Teks Bacaan:
----

Sekalipun buat kita di sini konsep “kemanusiaan universal” dalam “pengertian baru” seperti yang dimaksud oleh Novichenko kurang dapat kita terima karena tafsiran yang diberikannya melepaskan aspek-aspek kenasionalan dari kemanusiaan tersebut, suatu pembenaran telah dijelaskan oleh penulis Soviet ini, bahwa anggapan sementara penulis-penulis yang “baru” menganut Marxisme, bahwa “kemanusiaan universal” sangat bertentangan dengan konsep “realisme-sosialis” dengan “humanisme sosialis” sebagai formulasi kemanusiaannya, sama sekali tidak benar alias keliru.

----

Data Tercatat:
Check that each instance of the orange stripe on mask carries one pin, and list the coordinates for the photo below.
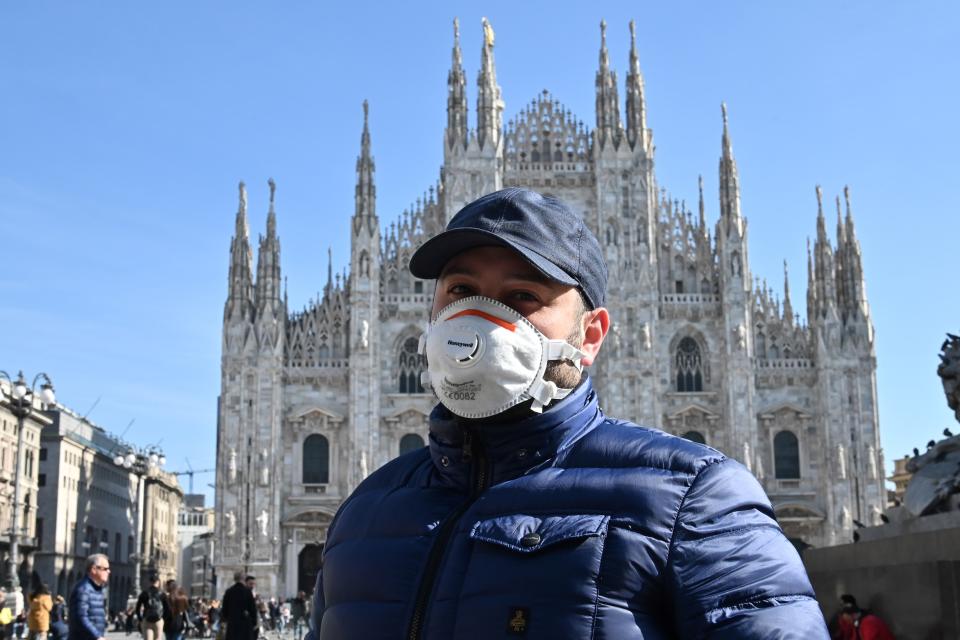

----

Tujuan:
Menurut teks bacaan, mengapa konsep “kemanusiaan universal” dalam “pengertian baru” yang dimaksud oleh Novichenko kurang dapat diterima di sini?

Jawaban Latihan:
Karena tafsiran yang diberikan Novichenko melepaskan aspek-aspek kenasionalan dari kemanusiaan tersebut.